* **Records shown**:

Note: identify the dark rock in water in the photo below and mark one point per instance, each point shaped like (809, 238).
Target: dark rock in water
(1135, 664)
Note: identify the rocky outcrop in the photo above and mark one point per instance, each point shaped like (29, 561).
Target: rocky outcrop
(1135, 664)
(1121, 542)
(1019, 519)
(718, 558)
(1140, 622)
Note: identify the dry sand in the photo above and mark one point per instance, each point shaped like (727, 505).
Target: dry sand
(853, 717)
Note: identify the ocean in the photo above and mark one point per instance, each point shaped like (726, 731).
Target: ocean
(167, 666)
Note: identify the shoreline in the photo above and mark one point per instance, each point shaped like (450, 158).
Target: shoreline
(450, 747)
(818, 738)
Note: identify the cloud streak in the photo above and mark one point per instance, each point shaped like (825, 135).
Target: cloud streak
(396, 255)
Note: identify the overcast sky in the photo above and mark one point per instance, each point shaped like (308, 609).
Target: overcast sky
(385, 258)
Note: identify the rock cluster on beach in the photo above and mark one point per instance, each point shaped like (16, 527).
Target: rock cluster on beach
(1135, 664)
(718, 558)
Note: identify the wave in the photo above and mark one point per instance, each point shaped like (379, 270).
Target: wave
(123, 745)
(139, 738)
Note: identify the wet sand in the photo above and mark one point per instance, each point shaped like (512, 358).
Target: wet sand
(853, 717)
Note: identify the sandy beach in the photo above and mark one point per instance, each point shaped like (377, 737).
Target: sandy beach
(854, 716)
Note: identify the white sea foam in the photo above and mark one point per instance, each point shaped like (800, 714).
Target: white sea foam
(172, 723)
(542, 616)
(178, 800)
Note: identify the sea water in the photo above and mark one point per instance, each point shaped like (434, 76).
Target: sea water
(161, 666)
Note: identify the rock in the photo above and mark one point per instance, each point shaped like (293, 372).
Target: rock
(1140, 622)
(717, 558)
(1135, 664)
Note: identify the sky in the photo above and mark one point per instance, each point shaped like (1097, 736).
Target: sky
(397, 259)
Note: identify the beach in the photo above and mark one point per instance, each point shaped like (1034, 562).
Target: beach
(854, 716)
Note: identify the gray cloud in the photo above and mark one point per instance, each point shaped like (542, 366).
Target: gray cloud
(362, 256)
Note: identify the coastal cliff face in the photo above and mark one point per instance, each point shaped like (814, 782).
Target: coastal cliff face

* **Task objective**:
Write out every entry verbatim.

* **Finished task**:
Note: identify the dark rock in water in the photo below and mark one point per instance, each point shaped like (809, 238).
Target: dark rock in water
(1135, 664)
Note: identify the rocky outcrop in the photo above and mark one point per instance, each point shaped like (29, 561).
Target: rocky outcrop
(1135, 664)
(1121, 542)
(1019, 519)
(718, 558)
(1140, 622)
Note: identify the dry sand in the photo above and mark one point per instance, each point shaped like (727, 505).
Target: dry sand
(853, 717)
Note: identify the ocean in the photo above and mark one point per instance, each point shaped like (726, 731).
Target: ocean
(167, 666)
Note: identify the shoreline in the photo above and mark one point per instance, each point shaped like (450, 158).
Target: shoreline
(450, 747)
(818, 738)
Note: identify the cloud streak in the photo above and mark one point per instance, each point shaped like (825, 135).
Target: cloud streak
(396, 255)
Note: identify the overcast sky in the photo above and mark one point per instance, each point shaped like (308, 609).
Target: overcast sky
(385, 258)
Note: identify the rock cluster on beach in the photo above and mark one point per instance, each point shaped like (16, 527).
Target: rock cluster on beach
(1135, 664)
(718, 558)
Note: identify the wave in the photo above and mark one point per instance, each point shaped like (379, 270).
Target: wave
(123, 745)
(139, 738)
Note: identify the wet sand in the photo above and mark one point per instance, each point shaped like (512, 358).
Target: wet sand
(853, 717)
Note: identify the sandy beach in the photo above and mark one point per instance, each point shaped like (377, 737).
Target: sandy beach
(854, 716)
Note: identify the white sea foam in the photo above and mark one point per instance, each point shaped like (800, 714).
Target: white sea foam
(172, 723)
(542, 616)
(178, 800)
Note: identify the sea water in the photo above and mark one point per instance, each point shaped like (434, 76).
Target: sea water
(161, 666)
Note: identify the rock in the photo above and mark one point per instance, each point shaped like (293, 372).
Target: rock
(1140, 622)
(717, 558)
(1135, 664)
Note: identify the sky in the photo above and mark one point per instance, each point shaped like (1097, 736).
Target: sky
(397, 259)
Note: identify the beach in the photo above and mark one point per instance, each point shaped like (1034, 562).
Target: beach
(854, 716)
Note: identify the gray cloud in the photo above and mark one point per instance, each point shaped like (542, 366).
Target: gray cloud
(362, 256)
Note: identify the coastal cliff face in the photo above and mark one point per instance, each point shaped like (814, 782).
Target: coastal cliff face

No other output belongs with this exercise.